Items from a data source
◇ ◇ ◇ ◇

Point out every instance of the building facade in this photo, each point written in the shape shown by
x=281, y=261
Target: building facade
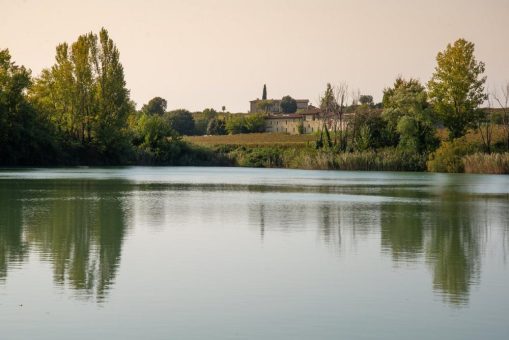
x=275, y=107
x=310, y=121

◇ ◇ ◇ ◇

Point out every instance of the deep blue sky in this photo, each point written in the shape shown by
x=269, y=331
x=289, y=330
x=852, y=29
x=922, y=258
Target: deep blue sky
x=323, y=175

◇ ◇ ◇ ◇

• [Exercise objective]: Can you copy the listing lines word for word, starting at the line containing "Point out every instance of the building" and ending at the line containing "x=310, y=121", and leave the pictures out?

• [Task response]:
Point out every instance of the building facade in this photo, each point written in the shape shown by
x=281, y=261
Target: building facade
x=275, y=107
x=310, y=121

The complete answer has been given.